(TEXT)
══════════
I would just make sure your goats have what they need as helmstead mentioned.


----------



## Melissa'sDreamFarm (Aug 9, 2011)

I finally figured that out when we built the hay feeder that holds a whole bale. My goats are very quiet except at 6:30 AM and 5:30 PM. You would think we were hacking them up ALIVE a piece at the time, .

ETA: Before the bale feeder, they would baah, baah loudly all day long when someone was outside to "hear" them. Especially Hershey, one of the reasons we started calling him Bar-B-Que, he squeals in a high pitch tone.


----------



## 20kidsonhill (Aug 9, 2011)

yup, if you are locking them up with no hay out for them, they will cry for feed, Feeding hay off the ground in some kind of manger or hay feeder will keep them much quieter.


----------



## Melissa'sDreamFarm (Aug 9, 2011)

I will attest to 20kidsonhill above response. I did have hay out before we built the whole bale feeder, it was just enough for them to toss on the ground in 2 hours. They will not eat hay off the ground.


----------



## Chicos Mama (Aug 11, 2011)

And I thought My goats were the only spoiled rotten brats around!     Silly me! 
Mine will absoulutely, unequivically, flat-out refuse to eat ANYTHING that has touched the ground! 
But then again...mabey their just not hungry enough...do they even remotely look like they`ve missed a meal?







  And yes...they are laying on their Harley-Davidson Blanket while they eat!  (Im so embarrased!)


----------



## tiny_tam (Aug 27, 2011)

Here are four things she might bleat for - she doesn't like change (goats don't), she's lacking a basic need (food, water, shelter), she's ill or she's on heat.


----------
══════════
(INFORMATION SUPPLIED)
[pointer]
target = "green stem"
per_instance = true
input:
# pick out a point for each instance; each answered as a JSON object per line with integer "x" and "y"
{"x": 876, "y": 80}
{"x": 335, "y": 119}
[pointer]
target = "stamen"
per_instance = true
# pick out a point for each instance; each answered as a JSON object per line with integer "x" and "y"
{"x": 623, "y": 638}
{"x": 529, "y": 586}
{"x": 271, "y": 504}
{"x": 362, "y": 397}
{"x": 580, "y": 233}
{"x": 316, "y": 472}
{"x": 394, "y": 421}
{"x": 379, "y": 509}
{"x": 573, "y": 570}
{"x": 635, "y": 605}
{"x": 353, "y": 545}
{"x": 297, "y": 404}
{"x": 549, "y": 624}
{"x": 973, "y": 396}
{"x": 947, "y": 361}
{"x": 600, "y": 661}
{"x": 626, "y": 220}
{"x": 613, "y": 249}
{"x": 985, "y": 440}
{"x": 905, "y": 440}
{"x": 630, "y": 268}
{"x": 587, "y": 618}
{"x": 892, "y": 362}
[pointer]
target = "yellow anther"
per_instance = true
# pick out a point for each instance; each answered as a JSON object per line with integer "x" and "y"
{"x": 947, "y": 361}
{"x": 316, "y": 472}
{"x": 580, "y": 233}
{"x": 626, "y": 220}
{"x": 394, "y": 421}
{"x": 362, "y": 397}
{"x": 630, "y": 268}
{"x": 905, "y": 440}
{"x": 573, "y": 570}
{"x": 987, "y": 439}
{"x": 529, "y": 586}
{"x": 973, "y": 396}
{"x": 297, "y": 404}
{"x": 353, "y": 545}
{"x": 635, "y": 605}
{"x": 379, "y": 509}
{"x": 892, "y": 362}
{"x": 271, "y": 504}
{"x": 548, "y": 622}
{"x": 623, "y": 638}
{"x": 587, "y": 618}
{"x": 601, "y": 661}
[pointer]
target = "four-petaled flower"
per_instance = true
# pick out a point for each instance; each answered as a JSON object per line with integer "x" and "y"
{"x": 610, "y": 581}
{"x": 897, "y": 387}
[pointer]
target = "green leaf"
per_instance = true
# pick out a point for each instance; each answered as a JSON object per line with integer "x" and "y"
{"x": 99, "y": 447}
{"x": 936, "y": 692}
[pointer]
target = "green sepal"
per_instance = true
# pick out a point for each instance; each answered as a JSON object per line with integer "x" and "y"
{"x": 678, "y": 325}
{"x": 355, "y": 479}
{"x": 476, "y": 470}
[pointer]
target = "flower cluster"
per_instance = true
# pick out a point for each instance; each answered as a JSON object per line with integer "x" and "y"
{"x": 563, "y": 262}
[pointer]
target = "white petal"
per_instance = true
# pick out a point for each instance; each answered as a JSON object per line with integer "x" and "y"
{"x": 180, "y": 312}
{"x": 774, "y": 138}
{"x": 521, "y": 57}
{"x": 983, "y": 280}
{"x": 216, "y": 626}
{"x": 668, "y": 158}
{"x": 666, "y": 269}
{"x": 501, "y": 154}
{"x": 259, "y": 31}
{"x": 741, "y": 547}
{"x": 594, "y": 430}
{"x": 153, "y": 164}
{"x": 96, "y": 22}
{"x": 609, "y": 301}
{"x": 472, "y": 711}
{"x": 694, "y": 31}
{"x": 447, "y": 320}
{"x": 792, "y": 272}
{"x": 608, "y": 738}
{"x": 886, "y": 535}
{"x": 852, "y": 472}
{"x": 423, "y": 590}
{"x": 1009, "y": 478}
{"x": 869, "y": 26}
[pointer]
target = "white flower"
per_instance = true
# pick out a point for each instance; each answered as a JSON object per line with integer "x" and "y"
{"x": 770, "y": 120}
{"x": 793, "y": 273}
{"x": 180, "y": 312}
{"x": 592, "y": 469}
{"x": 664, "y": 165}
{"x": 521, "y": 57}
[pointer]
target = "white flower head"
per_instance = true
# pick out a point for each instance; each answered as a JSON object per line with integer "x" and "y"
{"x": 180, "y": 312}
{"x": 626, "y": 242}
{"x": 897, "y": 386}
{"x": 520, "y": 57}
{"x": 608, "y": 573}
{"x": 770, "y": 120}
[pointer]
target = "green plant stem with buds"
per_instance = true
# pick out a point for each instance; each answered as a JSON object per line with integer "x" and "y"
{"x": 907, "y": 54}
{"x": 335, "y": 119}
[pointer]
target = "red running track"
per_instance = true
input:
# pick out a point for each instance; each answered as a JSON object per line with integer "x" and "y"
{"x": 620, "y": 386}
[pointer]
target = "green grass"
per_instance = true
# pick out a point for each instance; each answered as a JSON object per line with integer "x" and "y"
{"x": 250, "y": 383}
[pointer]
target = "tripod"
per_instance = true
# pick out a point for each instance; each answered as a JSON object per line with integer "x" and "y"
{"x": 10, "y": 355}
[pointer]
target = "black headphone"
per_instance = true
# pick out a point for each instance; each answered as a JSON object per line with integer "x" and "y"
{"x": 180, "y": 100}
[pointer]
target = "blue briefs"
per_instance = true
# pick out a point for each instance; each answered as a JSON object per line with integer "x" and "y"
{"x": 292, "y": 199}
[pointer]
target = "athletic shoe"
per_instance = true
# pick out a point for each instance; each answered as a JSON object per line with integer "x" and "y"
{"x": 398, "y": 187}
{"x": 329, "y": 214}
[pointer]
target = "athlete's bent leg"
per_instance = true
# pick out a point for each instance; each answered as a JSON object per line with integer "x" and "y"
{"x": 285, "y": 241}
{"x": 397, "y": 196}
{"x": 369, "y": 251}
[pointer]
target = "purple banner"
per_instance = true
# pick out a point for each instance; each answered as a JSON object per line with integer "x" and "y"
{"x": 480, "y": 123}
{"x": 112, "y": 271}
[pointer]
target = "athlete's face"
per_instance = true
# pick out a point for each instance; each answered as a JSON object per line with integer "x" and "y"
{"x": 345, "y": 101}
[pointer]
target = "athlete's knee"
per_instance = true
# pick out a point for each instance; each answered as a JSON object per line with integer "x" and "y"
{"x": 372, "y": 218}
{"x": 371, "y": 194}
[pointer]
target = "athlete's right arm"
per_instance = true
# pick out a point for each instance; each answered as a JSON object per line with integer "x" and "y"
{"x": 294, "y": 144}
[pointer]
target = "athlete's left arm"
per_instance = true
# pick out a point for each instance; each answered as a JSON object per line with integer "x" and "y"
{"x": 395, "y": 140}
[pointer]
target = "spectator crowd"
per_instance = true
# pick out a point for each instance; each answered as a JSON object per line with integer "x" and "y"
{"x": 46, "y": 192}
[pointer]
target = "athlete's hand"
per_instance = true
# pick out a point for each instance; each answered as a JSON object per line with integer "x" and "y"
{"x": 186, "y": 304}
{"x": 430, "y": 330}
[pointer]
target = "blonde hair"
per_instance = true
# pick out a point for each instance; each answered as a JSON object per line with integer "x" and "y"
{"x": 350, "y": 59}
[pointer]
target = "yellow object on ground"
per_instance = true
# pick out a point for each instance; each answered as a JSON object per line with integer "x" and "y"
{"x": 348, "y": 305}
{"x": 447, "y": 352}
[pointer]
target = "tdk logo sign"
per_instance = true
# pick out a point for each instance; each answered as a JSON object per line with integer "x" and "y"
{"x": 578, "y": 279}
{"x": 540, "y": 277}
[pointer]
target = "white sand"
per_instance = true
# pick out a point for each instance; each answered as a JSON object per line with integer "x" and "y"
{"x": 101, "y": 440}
══════════
Can you repeat the goat thread from the words "I will attest" through "off the ground.", switching "hay" to "straw"?

I will attest to 20kidsonhill above response. I did have straw out before we built the whole bale feeder, it was just enough for them to toss on the ground in 2 hours. They will not eat straw off the ground.